**SET EXERCISE**. Count the lines in the items below that contain the string "examine", matching case exactly, and give only the number.

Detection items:

++++++

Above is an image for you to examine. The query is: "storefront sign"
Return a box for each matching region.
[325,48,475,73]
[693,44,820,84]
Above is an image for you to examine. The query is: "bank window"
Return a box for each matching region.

++++++

**RESULT OF THE EXERCISE**. 2